Fox-urine defender wants trial by public opinion
WILLMAR -- Scott Wagar wants his case to remain in the media spotlight.
The rural Willmar man who faces three misdemeanor charges -- for an incident that included spraying toilet-papering teenagers with a squirt gun filled with water and fox urine -- wants the community to change its attitude about what is acceptable during homecoming week. The week's activities for some local high school students include throwing toilet paper in trees and throwing eggs and other items at other people's homes.
"I want enough pressure on the community to change things," he said recently in an interview with the Tribune. "I would like there to be a groundswell."
Wagar, 50, faces charges of fifth-degree assault, theft and disorderly conduct in Kandiyohi County District Court for the Sept. 16 incident.
He was released on his personal recognizance and ordered to have no contact with others involved in the case. His next court date, a pretrial hearing, is scheduled for today.
Wagar said he is not going to make a plea agreement or accept a continuance for dismissal, which means the charges against him would be dismissed if he met certain conditions for a year.
"I will not accept that, because I will not be able to protect my house this year," he said.
There are only two options, he adds, either a jury trial or the dismissal of all the charges. Wagar has not hired an attorney, and expects to use the more than $1,000 in his defense fund for either the costs of the jury trial or to pay the fine costs, if that's needed. The defense fund was set up by a group of local citizens at Lake Region bank.
Wagar wants community support for his next court appearance. "I would love to have the courthouse mobbed," he said.
The allegations against Wagar include that he sprayed the teens with fox urine, got into a wrestling match with one of the teens and then demanded $100 for a cell phone he found after the incident.
The homecoming week incidents at Wagar's home a few miles east of Willmar began eight homecomings ago, he told the Tribune.
He and his wife arrived at home to find "kids and toilet paper everywhere." They called the Kandiyohi County Sheriff's Office and the responding deputy asked if they wanted the teens charged or made to clean up the mess. The Wagars opted for cleanup. "That's what started it," he said.
Now, Wagar sits out every night during Willmar's homecoming week, watching and waiting for the young people, who usually arrive from the north off the highway. At first, the groups were six or eight in two cars, which escalated in later years to 20 to 30 teens. The groups have been as large as 80 people, he said. Usually, the activity happens on one night per year and the traffic and damage stop after homecoming week is over.

(Entries drawn from a collection)
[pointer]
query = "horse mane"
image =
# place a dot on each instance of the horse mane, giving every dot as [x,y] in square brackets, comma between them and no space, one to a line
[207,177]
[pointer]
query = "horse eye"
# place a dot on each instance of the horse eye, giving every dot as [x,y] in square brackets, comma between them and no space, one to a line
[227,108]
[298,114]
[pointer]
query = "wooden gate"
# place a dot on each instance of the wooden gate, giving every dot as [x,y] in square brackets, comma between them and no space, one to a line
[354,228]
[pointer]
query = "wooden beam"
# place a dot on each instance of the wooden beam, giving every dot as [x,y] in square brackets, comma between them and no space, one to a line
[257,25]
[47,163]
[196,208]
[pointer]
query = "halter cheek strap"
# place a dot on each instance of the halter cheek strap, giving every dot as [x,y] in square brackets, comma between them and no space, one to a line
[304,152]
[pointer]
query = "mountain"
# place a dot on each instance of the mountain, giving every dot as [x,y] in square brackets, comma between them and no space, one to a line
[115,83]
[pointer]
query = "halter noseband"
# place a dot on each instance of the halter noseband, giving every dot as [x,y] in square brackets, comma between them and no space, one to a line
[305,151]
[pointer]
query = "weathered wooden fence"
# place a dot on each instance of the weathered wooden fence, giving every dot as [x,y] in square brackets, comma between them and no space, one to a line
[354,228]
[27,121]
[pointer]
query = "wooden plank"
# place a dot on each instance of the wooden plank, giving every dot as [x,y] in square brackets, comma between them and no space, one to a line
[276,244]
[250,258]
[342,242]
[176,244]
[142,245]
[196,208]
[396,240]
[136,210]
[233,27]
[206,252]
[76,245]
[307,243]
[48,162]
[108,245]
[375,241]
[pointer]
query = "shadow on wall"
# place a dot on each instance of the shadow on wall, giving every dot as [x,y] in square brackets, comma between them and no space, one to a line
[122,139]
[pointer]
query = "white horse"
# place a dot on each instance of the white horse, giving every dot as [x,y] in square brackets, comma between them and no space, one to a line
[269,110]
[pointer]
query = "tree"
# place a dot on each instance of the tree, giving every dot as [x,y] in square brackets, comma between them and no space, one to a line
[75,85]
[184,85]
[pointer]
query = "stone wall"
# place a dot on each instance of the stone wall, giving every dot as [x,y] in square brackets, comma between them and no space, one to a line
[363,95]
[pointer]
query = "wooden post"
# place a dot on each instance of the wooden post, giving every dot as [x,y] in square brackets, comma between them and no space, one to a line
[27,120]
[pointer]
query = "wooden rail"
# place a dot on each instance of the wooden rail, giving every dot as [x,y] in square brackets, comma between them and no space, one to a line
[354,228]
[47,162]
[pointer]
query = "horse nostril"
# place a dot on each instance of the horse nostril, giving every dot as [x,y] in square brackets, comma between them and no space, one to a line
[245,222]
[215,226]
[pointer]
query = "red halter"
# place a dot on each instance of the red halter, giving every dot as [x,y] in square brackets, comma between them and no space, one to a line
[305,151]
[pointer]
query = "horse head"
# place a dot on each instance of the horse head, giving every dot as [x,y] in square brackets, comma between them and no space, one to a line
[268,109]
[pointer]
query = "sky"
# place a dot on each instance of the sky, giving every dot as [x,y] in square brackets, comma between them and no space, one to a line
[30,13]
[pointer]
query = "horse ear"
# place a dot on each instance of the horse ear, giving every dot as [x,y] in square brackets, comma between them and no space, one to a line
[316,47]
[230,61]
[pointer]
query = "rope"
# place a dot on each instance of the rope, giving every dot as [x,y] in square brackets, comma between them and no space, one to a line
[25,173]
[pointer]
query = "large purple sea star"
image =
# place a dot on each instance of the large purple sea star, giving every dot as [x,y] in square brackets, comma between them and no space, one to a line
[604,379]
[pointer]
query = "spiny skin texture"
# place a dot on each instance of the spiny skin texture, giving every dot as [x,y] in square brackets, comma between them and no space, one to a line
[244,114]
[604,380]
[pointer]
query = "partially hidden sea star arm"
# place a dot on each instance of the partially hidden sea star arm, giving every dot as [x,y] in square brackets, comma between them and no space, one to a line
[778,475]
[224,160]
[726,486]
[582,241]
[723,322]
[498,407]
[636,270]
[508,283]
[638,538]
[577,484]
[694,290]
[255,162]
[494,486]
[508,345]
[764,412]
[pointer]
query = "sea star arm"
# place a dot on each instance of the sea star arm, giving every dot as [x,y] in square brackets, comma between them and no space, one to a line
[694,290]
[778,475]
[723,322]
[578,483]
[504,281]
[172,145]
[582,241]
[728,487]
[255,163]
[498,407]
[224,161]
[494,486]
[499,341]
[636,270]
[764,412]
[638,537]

• **Requests**:
a) Reproduce the fox-urine article word for word, starting at "He was released" and ending at "for a year.".
b) Answer these questions using the fox-urine article.
(i) How old is Wagar?
(ii) At which bank was his defense fund set up?
(iii) How large have the groups of teens been at their biggest?
c) Please resume the fox-urine article after its final sentence, carrying it on in the same reporting style.

• **Replies**:
a)
He was released on his personal recognizance and ordered to have no contact with others involved in the case. His next court date, a pretrial hearing, is scheduled for today.
Wagar said he is not going to make a plea agreement or accept a continuance for dismissal, which means the charges against him would be dismissed if he met certain conditions for a year.

b)
(i) 50
(ii) Lake Region bank
(iii) As large as 80 people

c)
"When homecoming is done, it is done," he said.
Wagar says he and his wife have made "upteen jillion" calls to the law over the years about young people coming to their place to throw toilet paper and eggs.
"The officers did an awesome job two years ago," he said. The group was stopped before they got to the Wagar home.
This year, the youth changed tactics. Instead of coming from the north, they came from the south by walking through the farm fields around Wagar's 8½-acre homestead.
Using night-vision goggles, Wagar saw them coming. "They were flattening the (soy)beans as they came," he said. He met the group, which began throwing eggs, at the edge of his property.
"It was like a snowstorm," he said. "The eggs were just splatting everywhere."
Wagar said he tried to delay the group -- waiting for law enforcement to arrive -- by spraying them with the mix of fox urine and water in his super-soaker squirt gun. He said the mix was about one-third urine to two-thirds water. The idea of using something stinky came to him a few years ago.
"It would be awesome if they stunk when they got home," he said, adding that he bought some fox urine and a squirt gun three years ago.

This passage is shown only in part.